■ **EXERCISE REQUIREMENTS**
Pictures aside, repeat all the entries below exactly as they appear.

━━━━━━━━━━

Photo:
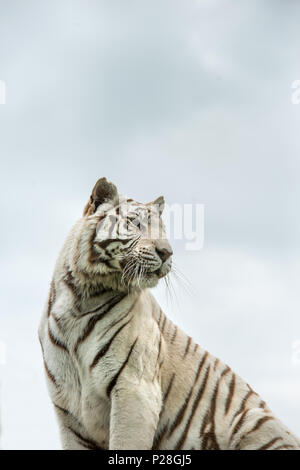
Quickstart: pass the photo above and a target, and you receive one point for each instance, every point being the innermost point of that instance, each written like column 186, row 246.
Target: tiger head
column 127, row 240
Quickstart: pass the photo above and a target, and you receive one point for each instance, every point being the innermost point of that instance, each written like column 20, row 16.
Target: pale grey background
column 191, row 99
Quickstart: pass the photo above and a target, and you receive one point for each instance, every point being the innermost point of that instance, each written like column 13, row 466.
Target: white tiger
column 120, row 374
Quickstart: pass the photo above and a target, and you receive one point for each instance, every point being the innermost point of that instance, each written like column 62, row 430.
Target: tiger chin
column 120, row 374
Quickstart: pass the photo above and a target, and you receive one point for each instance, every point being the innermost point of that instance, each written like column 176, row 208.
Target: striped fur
column 120, row 374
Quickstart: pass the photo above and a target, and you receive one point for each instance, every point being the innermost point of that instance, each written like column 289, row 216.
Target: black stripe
column 105, row 348
column 187, row 346
column 159, row 436
column 116, row 376
column 270, row 443
column 56, row 341
column 199, row 395
column 50, row 375
column 87, row 443
column 93, row 321
column 182, row 410
column 230, row 394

━━━━━━━━━━

■ **PROBLEM SOLUTION**
Photo:
Quickstart: pass the photo above and a target, and you receive one point for each instance, every point being the innermost point of that instance, each written like column 186, row 246.
Target: tiger head
column 127, row 240
Quickstart: pass the photo above and a target, and you receive one point for each instance, every point being the innermost point of that instance, each written like column 20, row 16.
Target: pale grey background
column 191, row 99
Quickstart: pass the photo above and a target, and you receive one point for each instance, every point being the innermost point of that instance, each written like column 13, row 466.
Target: white tiger
column 120, row 374
Quickstart: pass the photo above and a target, and you receive one point for each instance, every point being the innermost point of that instance, each written like column 62, row 430.
Target: tiger chin
column 120, row 374
Quickstart: pass the photo above and a target, and you receive one point for each instance, every point being the innermost point of that instance, each written like column 176, row 208.
Target: striped fur
column 120, row 374
Quickstart: pass the photo above and a target, and you receive one point for each instance, every point being the innermost point of that instance, each written like column 289, row 216.
Target: black stripe
column 105, row 348
column 187, row 346
column 159, row 436
column 116, row 376
column 270, row 443
column 56, row 341
column 199, row 395
column 50, row 375
column 87, row 443
column 93, row 321
column 182, row 410
column 230, row 394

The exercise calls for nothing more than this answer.